- **TASK DESCRIPTION**
Reproduce all of the records below word for word, leaving out the pictures.

- **TASK MATERIAL**
+++

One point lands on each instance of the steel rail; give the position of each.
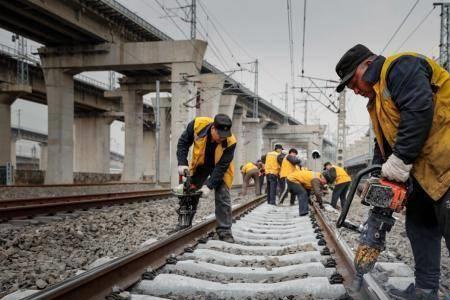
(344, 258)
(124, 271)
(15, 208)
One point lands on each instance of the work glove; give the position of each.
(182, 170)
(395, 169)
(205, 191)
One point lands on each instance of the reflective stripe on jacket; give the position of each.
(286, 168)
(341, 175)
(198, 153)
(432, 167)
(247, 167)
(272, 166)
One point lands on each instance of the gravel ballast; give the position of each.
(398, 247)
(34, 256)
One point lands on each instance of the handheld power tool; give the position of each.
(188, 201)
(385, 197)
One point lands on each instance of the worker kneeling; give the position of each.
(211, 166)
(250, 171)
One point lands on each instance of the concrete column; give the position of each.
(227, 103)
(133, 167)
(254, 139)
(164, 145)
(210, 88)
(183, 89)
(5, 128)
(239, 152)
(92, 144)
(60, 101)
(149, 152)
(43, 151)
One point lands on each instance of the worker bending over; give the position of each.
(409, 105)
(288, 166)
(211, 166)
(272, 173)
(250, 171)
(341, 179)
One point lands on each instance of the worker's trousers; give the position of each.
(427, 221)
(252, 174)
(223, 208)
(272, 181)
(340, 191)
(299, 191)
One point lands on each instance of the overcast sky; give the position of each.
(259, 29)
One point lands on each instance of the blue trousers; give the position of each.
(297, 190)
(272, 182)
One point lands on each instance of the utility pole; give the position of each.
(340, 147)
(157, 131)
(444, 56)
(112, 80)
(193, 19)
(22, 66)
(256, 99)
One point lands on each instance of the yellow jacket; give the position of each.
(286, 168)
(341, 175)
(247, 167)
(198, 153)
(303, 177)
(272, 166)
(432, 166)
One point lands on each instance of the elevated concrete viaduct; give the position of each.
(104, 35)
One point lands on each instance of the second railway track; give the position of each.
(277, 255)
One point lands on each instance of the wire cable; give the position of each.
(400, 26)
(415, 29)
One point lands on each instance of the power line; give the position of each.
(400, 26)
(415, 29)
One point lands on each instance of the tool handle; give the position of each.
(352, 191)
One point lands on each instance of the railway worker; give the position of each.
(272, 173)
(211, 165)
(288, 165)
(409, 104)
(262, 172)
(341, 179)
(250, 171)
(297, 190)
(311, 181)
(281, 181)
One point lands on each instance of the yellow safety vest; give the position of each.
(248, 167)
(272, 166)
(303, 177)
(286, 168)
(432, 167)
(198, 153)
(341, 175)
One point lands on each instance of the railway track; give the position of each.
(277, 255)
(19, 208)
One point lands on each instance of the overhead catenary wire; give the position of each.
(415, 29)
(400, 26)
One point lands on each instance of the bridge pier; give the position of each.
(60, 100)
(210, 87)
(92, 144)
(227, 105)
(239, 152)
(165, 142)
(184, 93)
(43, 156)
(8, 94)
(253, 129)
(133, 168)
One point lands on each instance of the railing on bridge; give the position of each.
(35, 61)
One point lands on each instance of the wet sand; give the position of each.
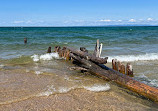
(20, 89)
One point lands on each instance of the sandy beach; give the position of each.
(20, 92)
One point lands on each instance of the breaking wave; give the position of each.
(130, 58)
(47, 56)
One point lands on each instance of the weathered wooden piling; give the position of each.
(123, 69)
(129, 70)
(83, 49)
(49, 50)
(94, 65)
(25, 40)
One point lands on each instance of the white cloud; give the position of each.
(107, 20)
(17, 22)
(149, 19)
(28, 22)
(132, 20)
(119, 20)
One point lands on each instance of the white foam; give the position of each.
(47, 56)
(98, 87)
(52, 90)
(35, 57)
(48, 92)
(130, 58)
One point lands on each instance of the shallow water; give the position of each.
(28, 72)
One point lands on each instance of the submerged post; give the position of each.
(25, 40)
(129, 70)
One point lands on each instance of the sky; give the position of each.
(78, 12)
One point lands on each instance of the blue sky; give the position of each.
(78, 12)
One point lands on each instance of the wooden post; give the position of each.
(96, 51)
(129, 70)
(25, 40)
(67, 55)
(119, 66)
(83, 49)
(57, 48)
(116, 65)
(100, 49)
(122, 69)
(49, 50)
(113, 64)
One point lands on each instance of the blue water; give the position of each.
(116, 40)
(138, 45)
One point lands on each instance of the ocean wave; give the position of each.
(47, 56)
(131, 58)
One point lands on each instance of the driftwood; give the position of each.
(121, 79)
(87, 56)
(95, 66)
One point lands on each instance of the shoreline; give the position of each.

+++

- **WORKED ANSWER**
One point lands on each instance of the steel rail; give the position of each.
(344, 258)
(124, 271)
(15, 208)
One point lands on each instance of the work glove; give the position of each.
(182, 170)
(395, 169)
(205, 191)
One point lands on each instance of the reflective stripe on jacket; give the position of each.
(286, 168)
(341, 175)
(198, 153)
(432, 167)
(247, 167)
(272, 166)
One point lands on each instance of the gravel ballast; give the position of each.
(398, 247)
(34, 256)
One point lands on each instance of the handheld power tool; give the position of each.
(188, 201)
(385, 197)
One point lands on each instance of the worker kneeling; give the position of each.
(211, 166)
(250, 171)
One point lands on each instance of the concrete column; give the position of each.
(227, 103)
(133, 167)
(254, 139)
(164, 145)
(210, 88)
(183, 89)
(5, 128)
(239, 152)
(92, 144)
(60, 101)
(149, 152)
(43, 151)
One point lands on each instance of the worker bending over; give the position of each.
(409, 105)
(288, 166)
(211, 166)
(272, 173)
(250, 171)
(341, 179)
One point lands on each instance of the worker's trousers; give the position of each.
(427, 221)
(252, 174)
(223, 208)
(272, 181)
(340, 191)
(299, 191)
One point lands on each instance of the overcast sky; give the position of each.
(259, 29)
One point lands on each instance of the blue trousers; give the position of each.
(297, 190)
(272, 182)
One point lands on each instance of the utility pole; give the position of each.
(340, 147)
(157, 131)
(444, 56)
(112, 80)
(193, 19)
(22, 66)
(256, 99)
One point lands on each instance of the yellow jacket; give the position of each.
(286, 168)
(341, 175)
(247, 167)
(198, 153)
(303, 177)
(272, 166)
(432, 166)
One point lands on each instance of the elevated concrete viaduct; give the position of each.
(104, 35)
One point lands on each instance of the second railway track; give the position of each.
(277, 255)
One point lands on each instance of the wire cable; give the position of each.
(400, 26)
(415, 29)
One point lands on each instance of the power line; give the position of each.
(400, 26)
(415, 29)
One point lands on each instance of the tool handle; give the position of each.
(352, 191)
One point lands on each instance of the railway worker; give the position of each.
(272, 173)
(211, 165)
(288, 165)
(409, 104)
(262, 172)
(341, 179)
(250, 171)
(297, 190)
(311, 181)
(281, 181)
One point lands on each instance of the yellow safety vest; give the position of each.
(248, 167)
(272, 166)
(303, 177)
(286, 168)
(432, 167)
(198, 153)
(341, 175)
One point lands on each instance of the railway track; give the position of each.
(277, 255)
(19, 208)
One point lands on each instance of the overhead catenary wire; give the position of each.
(415, 29)
(400, 26)
One point lands on each instance of the bridge pier; give the position of each.
(60, 100)
(210, 87)
(92, 144)
(227, 105)
(239, 152)
(165, 142)
(184, 93)
(43, 156)
(8, 94)
(253, 129)
(133, 168)
One point lands on each instance of the railing on bridge; give the position of each.
(35, 61)
One point lands on each instance of the wet sand; give the position of each.
(20, 89)
One point lands on each instance of the sandy beach; give the position of each.
(20, 92)
One point lands on each instance of the breaking wave; give the position of each.
(130, 58)
(47, 56)
One point lands on each instance of the weathered wooden piling; give the position of each.
(123, 69)
(129, 70)
(83, 49)
(49, 50)
(94, 65)
(25, 40)
One point lands on each instance of the white cloud; give the position of each.
(107, 20)
(17, 22)
(149, 19)
(28, 22)
(132, 20)
(119, 20)
One point lands on each instance of the white foam; give the position of each.
(47, 56)
(98, 87)
(52, 90)
(35, 57)
(48, 92)
(130, 58)
One point lands on each instance of the shallow water; give the position of each.
(28, 72)
One point lands on each instance of the submerged post; give the position of each.
(25, 40)
(129, 70)
One point lands on each instance of the sky; give the position of each.
(78, 12)
One point lands on each instance of the blue sky; give the position of each.
(78, 12)
One point lands on each instance of the wooden post; give the position of each.
(96, 51)
(129, 70)
(25, 40)
(67, 55)
(119, 66)
(83, 49)
(57, 48)
(116, 65)
(100, 49)
(122, 69)
(49, 50)
(113, 64)
One point lands on each instance of the blue water; give the position of each.
(116, 40)
(138, 45)
One point lands on each instance of the ocean wave; give the position of each.
(47, 56)
(131, 58)
One point lands on each instance of the driftwood; give the position of each.
(121, 79)
(87, 56)
(95, 66)
One point lands on each instance of the shoreline; give the position of each.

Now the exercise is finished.